● **Material for this task**:
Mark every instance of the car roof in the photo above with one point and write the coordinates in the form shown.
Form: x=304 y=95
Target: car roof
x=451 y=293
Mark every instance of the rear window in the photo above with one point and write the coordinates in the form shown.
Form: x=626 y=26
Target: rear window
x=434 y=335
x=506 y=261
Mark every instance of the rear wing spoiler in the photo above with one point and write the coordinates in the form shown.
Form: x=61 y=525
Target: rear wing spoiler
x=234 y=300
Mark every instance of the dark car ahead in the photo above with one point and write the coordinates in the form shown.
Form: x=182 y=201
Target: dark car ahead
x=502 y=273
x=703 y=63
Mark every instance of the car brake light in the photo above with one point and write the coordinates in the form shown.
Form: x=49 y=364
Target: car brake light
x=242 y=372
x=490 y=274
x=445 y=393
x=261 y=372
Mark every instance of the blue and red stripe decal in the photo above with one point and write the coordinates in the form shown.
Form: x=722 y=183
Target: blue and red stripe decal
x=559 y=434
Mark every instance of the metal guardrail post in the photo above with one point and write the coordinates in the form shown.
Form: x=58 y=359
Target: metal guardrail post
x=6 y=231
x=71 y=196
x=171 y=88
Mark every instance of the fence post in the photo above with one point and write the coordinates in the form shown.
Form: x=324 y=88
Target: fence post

● **Directions for this task**:
In the listing above, rewrite the lines from the line with "Mark every instance of the car brake" to the line with "x=261 y=372", changing "brake light" to "tail light" and leaving everything else as it is.

● **Written response**:
Mark every instance of the car tail light in the photo above with one point and write the coordinates in the form shown.
Form: x=49 y=364
Target: car tail light
x=242 y=372
x=490 y=274
x=445 y=393
x=261 y=372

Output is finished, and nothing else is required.